Keepalived+MySQL双主热备实现高可用方案配置

2018-06-03 20次浏览 发表评论

双机热备是指两台机器都在运行,但并不是两台机器都同时在提供服务。当提供服务的一台出现故障的时候,另外一台会马上自动接管并且提供服务,而且切换的时间非常短。

Keepalived是一个免费开源的,用C编写的类似于layer3, 4 & 7交换机制软件,具备我们平时说的第3层、第4层和第7层交换机的功能。主要提供loadbalancing(负载均衡)和 high-availability(高可用)功能,负载均衡实现需要依赖Linux的虚拟服务内核模块(ipvs),而高可用是通过VRRP协议实现多台机器之间的故障转移服务。

方案拓扑图

环境描述:

  • MySQL安装推荐使用lnmp一键安装包安装MySQL服务器,方便快捷。
  • 服务器系统:CentOS Linux release 7.5.1804 (Core) 
  • Master A:192.168.0.109        安装mysql和keepalived
  • Master B:192.168.0.108        安装mysql和keepalived
  • VIP:192.168.0.50

MySQL配置部分

Master A 节点配置

在my.cnf文件的[mysqld]配置区域添加下面内容:

# 服务器的唯一ID,一般用IP区分
server-id = 109

# 复制过滤,不需要备份的数据库
binlog-ignore-db = mysql,information_schema

# 开启二进制日志功能,名字最好有含义(比如项目名)
log-bin = mysql-bin

# 为 0 时性能最好,风险大;为 1 时写入性能降低5倍以上,数据安全性高
sync_binlog = 1

# 为每个 session 分配的内存,在事务过程中用来存储二进制日志的缓存
binlog_cache_size = 1M

# 主从复制的格式(mixed,statement,row,默认格式是statement)
binlog_format = mixed

# 二进制日志自动删除/过期的天数,默认值为 0,表示不自动删除
expire_logs_days = 10

# 跳过主从复制中遇到的所有错误或指定类型的错误,避免 slave 端复制中断
# 如:1062错误是指一些主键重复,1032错误是因为主从数据库数据不一致
slave_skip_errors = all

# 作为从服务器时的中继日志
relay_log = mysql-relay-bin

# log_slave_updates 表示 slave 将复制事件写进自己的二进制日志
log_slave_updates = 1

# 主键自增规则,避免主从同步ID重复的问题
auto_increment_increment = 2  # 自增因子(每次加2),一般为MySQL服务器数量
auto_increment_offset = 1     # 自增偏移(从1开始),第一台MySQL写1,第二台写2

配置好之后重启MySQL:

/etc/init.d/mysql restart

登录MySQL:

/usr/local/mysql/bin/mysql -uroot -p
-- 创建数据库同步用户,并授予相应的权限
mysql> grant replication slave, replication client on *.* to 'syncroot'@'192.168.0.%' identified by 'sync123456';

-- 刷新授权表信息
mysql> flush privileges;

-- 查看binlog文件的position(偏移)和File(日志文件)的值,配置 Master B 的 Slave 时需要用到。

→ **本题数据行**

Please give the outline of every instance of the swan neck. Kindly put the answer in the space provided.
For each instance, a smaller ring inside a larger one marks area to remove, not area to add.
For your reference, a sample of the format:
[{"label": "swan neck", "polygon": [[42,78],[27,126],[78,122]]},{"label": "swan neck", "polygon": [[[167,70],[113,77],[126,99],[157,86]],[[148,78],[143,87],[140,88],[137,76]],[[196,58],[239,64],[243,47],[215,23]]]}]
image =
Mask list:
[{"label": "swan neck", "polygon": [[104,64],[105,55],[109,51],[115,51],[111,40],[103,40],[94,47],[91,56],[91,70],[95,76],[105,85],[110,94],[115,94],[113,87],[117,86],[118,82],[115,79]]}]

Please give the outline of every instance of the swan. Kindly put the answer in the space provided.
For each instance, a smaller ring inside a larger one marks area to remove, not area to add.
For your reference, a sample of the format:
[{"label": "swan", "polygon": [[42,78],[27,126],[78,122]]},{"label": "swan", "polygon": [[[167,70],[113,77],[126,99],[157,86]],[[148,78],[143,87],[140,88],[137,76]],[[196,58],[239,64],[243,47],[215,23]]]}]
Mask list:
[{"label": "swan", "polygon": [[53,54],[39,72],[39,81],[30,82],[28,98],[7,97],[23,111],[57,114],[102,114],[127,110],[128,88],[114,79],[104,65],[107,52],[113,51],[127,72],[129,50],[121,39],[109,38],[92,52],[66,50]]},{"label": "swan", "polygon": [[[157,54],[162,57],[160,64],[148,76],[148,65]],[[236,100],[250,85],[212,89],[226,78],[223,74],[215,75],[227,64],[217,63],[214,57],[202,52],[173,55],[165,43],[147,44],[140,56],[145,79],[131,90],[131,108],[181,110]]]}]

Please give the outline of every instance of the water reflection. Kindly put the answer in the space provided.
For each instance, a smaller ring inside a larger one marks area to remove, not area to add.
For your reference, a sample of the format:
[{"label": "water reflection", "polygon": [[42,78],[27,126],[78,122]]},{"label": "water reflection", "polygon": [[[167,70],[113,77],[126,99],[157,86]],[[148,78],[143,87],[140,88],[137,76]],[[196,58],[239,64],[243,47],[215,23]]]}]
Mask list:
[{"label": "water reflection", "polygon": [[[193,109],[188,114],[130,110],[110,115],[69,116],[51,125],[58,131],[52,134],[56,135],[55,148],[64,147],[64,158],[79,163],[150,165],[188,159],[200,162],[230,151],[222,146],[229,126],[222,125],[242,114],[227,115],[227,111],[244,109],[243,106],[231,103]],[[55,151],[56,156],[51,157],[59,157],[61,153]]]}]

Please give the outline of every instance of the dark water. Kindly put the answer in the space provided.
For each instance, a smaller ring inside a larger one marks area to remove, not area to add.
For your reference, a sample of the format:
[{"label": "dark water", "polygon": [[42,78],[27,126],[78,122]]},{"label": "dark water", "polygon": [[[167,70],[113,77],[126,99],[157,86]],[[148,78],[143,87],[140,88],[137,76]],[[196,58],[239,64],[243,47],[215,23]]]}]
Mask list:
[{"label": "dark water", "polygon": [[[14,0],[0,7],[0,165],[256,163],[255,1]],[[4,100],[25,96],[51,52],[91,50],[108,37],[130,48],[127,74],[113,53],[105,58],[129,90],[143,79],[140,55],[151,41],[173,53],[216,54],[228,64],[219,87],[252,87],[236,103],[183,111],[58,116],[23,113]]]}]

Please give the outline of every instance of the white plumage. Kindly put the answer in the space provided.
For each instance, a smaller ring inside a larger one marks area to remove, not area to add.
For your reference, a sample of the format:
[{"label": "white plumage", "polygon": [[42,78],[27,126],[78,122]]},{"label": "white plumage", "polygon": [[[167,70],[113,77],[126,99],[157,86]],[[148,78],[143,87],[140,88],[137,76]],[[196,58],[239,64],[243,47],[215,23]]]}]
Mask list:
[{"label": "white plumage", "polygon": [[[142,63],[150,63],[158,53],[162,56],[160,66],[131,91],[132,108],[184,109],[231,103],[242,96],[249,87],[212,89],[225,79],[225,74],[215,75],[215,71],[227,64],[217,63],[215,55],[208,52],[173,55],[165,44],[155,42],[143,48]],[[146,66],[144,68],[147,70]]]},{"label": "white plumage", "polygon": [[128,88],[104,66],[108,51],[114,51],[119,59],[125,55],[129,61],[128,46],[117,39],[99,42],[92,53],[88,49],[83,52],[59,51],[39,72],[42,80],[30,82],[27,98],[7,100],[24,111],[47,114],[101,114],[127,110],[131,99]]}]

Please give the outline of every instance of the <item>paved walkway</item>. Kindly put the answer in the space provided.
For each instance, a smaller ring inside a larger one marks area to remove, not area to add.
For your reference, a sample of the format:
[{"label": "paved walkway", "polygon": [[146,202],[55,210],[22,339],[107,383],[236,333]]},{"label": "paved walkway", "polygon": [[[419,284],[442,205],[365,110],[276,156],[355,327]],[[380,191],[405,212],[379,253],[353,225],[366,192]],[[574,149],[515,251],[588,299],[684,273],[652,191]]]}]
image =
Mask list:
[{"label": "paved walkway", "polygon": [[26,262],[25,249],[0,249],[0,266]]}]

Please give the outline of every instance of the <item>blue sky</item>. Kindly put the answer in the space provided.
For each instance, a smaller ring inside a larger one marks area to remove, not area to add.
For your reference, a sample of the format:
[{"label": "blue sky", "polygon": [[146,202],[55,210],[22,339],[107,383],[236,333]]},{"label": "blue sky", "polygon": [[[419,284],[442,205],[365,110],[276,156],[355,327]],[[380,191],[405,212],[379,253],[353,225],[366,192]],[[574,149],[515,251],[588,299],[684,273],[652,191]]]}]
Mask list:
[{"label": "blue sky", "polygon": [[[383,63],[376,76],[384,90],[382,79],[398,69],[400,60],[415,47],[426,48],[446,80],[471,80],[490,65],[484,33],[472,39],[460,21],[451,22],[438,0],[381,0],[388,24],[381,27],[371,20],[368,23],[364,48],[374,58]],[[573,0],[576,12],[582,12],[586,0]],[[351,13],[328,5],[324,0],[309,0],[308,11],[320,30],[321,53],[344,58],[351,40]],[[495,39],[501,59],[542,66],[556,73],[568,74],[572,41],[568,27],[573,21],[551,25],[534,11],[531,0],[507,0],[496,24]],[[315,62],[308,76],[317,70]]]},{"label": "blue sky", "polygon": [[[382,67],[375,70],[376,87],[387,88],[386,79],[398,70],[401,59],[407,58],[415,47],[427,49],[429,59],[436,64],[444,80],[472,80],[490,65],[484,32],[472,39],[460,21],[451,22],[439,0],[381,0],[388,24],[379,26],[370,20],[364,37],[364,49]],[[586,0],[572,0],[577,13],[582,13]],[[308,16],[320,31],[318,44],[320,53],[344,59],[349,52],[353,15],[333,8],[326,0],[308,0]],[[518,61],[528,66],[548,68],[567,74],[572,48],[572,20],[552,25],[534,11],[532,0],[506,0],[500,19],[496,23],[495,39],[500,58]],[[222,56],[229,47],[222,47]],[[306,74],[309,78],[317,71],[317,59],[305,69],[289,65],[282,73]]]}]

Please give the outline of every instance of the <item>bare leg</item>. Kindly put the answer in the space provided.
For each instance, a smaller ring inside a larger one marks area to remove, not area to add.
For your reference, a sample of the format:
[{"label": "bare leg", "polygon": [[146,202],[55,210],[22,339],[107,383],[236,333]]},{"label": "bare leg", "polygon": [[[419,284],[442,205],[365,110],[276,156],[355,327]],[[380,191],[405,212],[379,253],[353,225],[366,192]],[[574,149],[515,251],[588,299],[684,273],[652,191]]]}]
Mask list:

→ **给定任务 1**
请将数据行中从含有“Please give the outline of every instance of the <item>bare”的那一行开始、到数据行末尾结束的各行重新写出，把其中的“instance”替换为“occurrence”，其余内容保持不变。
→ **给定任务 2**
请接着关于Keepalived与MySQL双主热备配置的页面往下写。

→ **书面回答 1**
Please give the outline of every occurrence of the <item>bare leg</item>. Kindly put the answer in the space provided.
For each occurrence, a smaller ring inside a larger one marks area to remove, not area to add.
For your reference, a sample of the format:
[{"label": "bare leg", "polygon": [[146,202],[55,210],[22,339],[107,383],[236,333]]},{"label": "bare leg", "polygon": [[[419,284],[442,205],[365,110],[276,156],[355,327]],[[380,191],[405,212],[379,253],[353,225],[366,192]],[[574,149],[515,251],[588,299],[684,273],[652,191]]]}]
Mask list:

→ **书面回答 2**
mysql> show master status;
+------------------+----------+--------------+--------------------------+
| File             | Position | Binlog_Do_DB | Binlog_Ignore_DB         |
+------------------+----------+--------------+--------------------------+
| mysql-bin.000009 |      372 |              | mysql,information_schema |
+------------------+----------+--------------+--------------------------+

配置 Master A 的 Slave :

-- 在 Master A 上执行同步操作,必须要在 Master B上创建同步账户之后才能执行。
-- master_user 和 master_password 是在 Master B 上执行 grant replication slave... 创建的用户和密码。
-- master_log_file 和 master_log_pos 是在 Master B 上运行 show master status; 命令执行结果对应File和Position字段的值。
mysql> change master to master_host='192.168.0.108', master_user='syncroot', master_password='sync123456', master_port=3306, master_log_file='mysql-bin.000008', master_log_pos=372, master_connect_retry=30;

Master B 节点配置

在[mysqld]中增加以下配置项:

# 服务器的唯一ID,一般用IP区分
server-id = 108

# 复制过滤,不需要备份的数据库
binlog-ignore-db = mysql,information_schema

# 开启二进制日志功能,名字最好有含义(比如项目名)
log-bin = mysql-bin

# 为 0 时性能最好,风险大;为 1 时写入性能降低5倍以上,数据安全性高
sync_binlog = 1

# 为每个 session 分配的内存,在事务过程中用来存储二进制日志的缓存
binlog_cache_size = 1M

# 主从复制的格式(mixed,statement,row,默认格式是statement)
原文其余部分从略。